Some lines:
= = = = = = =
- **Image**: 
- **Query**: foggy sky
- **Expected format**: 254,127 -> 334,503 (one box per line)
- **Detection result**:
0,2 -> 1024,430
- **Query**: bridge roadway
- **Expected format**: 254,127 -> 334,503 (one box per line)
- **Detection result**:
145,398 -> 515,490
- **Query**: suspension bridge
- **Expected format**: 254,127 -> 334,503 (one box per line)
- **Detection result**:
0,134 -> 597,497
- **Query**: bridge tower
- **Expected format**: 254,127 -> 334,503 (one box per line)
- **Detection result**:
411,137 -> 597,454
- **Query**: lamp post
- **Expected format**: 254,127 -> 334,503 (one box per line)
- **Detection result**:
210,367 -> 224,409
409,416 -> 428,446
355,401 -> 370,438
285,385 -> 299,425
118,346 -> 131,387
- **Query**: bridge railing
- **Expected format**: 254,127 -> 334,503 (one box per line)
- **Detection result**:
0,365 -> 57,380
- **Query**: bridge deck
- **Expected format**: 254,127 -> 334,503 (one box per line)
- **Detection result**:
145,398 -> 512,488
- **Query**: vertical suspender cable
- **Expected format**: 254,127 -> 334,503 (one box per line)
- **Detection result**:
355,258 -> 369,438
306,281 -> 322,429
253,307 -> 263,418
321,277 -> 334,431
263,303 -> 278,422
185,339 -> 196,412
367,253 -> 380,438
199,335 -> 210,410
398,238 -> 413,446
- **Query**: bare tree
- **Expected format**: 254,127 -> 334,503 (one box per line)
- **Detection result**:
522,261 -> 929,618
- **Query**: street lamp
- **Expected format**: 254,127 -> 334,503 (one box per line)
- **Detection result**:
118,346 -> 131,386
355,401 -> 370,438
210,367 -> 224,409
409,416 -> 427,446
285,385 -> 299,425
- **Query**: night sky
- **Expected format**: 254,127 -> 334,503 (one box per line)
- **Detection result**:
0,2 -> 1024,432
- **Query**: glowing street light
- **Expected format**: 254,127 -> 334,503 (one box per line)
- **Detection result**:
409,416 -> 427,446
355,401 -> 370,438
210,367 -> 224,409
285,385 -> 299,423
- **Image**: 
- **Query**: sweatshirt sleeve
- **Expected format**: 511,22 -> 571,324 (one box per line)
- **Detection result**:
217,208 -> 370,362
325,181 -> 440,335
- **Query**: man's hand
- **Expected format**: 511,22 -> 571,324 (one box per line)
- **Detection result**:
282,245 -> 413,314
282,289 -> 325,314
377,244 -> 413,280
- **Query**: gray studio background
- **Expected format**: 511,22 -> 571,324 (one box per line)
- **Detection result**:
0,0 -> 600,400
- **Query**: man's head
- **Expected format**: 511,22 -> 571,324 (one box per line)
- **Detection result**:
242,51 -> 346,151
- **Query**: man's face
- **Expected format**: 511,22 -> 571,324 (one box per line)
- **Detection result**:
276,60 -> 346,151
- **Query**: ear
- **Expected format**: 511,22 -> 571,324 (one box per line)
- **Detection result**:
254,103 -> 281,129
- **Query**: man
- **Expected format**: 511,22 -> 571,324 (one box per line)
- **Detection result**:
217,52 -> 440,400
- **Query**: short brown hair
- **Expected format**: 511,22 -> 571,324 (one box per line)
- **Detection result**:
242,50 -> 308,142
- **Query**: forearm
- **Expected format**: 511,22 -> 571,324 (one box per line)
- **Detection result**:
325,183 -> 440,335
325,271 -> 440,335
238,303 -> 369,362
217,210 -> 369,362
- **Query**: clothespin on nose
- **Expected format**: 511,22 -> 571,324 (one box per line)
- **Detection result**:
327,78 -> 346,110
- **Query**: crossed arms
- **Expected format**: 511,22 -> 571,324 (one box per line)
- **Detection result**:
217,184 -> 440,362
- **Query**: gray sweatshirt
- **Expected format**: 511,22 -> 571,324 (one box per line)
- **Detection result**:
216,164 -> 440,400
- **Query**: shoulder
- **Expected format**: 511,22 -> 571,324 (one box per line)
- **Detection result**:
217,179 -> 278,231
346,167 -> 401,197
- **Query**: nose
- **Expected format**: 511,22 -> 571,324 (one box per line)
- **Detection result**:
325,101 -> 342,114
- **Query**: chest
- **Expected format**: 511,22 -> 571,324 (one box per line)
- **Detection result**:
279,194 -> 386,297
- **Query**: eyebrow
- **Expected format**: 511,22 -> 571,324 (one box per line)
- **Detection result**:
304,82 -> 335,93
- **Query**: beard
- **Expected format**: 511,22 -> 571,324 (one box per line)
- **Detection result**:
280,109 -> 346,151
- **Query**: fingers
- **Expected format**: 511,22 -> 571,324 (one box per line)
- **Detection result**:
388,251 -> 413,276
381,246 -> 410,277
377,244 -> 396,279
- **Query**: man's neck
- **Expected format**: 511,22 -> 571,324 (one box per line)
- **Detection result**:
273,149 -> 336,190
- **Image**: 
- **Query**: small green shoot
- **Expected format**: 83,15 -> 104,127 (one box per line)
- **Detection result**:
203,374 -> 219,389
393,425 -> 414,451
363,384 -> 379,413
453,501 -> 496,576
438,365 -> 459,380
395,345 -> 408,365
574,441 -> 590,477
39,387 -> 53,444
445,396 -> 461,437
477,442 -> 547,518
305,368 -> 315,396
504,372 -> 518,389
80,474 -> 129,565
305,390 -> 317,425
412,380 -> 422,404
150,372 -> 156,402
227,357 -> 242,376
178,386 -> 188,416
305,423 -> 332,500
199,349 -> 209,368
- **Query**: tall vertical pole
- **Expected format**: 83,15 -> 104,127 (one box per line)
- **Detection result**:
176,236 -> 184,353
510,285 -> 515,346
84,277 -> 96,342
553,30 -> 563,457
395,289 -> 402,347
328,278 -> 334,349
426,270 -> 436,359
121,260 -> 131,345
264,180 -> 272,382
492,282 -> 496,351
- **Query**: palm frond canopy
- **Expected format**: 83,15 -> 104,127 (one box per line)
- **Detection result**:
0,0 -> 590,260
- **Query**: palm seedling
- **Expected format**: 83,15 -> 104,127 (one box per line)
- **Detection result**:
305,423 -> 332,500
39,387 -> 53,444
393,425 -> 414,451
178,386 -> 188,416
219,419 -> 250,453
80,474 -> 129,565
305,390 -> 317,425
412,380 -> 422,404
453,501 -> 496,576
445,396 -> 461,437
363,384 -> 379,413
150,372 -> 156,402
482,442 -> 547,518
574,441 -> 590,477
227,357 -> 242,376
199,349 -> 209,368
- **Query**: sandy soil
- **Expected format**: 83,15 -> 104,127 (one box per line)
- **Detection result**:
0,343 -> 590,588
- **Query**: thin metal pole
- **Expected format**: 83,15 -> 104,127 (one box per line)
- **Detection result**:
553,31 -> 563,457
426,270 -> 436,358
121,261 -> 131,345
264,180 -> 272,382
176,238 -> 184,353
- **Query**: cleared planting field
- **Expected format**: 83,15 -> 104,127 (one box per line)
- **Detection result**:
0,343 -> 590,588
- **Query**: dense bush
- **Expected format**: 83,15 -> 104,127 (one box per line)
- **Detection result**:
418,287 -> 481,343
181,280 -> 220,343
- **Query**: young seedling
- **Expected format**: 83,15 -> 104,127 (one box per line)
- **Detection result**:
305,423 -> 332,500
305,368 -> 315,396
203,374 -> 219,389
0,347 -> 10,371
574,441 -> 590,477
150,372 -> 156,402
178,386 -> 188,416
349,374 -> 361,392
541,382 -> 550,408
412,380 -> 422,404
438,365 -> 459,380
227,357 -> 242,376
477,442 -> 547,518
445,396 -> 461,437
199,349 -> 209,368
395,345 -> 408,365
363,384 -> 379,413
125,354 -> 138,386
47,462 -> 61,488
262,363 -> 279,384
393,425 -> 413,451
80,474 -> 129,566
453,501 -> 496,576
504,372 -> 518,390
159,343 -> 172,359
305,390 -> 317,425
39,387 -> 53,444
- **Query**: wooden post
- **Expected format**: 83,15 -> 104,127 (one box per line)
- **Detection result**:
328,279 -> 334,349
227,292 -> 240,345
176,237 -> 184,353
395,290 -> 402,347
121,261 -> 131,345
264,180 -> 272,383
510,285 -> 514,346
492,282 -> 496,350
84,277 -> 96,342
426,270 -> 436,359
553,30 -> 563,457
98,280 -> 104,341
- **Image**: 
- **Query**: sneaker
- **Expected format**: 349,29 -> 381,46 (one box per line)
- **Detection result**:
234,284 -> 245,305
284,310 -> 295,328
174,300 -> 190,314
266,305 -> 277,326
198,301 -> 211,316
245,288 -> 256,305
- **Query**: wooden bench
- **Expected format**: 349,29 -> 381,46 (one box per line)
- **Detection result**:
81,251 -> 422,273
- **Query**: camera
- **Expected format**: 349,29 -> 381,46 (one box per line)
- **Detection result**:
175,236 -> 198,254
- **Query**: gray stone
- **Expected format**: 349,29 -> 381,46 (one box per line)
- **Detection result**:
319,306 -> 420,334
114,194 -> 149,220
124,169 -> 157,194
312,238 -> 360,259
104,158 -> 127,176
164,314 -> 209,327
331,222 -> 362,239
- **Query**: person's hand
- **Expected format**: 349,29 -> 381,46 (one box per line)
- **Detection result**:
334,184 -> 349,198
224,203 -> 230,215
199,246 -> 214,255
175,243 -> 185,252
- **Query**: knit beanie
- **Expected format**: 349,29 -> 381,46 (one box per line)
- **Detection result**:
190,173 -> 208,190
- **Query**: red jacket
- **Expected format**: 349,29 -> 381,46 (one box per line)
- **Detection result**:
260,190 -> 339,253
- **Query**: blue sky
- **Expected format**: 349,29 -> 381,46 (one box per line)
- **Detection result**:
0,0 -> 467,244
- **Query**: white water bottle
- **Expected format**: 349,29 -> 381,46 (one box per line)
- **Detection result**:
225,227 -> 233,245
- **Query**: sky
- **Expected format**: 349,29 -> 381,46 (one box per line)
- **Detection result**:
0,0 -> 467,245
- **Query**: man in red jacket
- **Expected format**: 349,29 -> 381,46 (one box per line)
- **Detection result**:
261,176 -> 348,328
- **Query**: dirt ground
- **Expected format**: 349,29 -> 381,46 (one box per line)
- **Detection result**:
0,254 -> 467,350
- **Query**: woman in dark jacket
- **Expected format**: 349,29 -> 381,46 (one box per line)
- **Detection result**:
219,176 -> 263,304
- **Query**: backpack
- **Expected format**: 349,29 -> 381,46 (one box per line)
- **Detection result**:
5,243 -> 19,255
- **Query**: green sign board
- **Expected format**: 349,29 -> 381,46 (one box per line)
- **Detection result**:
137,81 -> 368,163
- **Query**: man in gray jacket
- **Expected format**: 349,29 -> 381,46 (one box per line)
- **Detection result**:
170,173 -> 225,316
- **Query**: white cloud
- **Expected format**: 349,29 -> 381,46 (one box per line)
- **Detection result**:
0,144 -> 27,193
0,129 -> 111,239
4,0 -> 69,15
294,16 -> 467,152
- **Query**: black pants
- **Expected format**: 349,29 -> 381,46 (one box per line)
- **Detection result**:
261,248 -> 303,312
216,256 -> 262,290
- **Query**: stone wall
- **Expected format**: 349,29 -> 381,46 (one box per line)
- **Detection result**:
= = = = = = =
Exercise description: Rewrite the lines from the one containing "- **Query**: bare tree" to the one containing "522,261 -> 929,618", changing "bare tree" to "leafless tree" and leaving everything else as it is.

Written answer:
- **Query**: leafless tree
- **Expected format**: 254,127 -> 334,503 (one box per line)
- **Detection result**:
522,261 -> 929,618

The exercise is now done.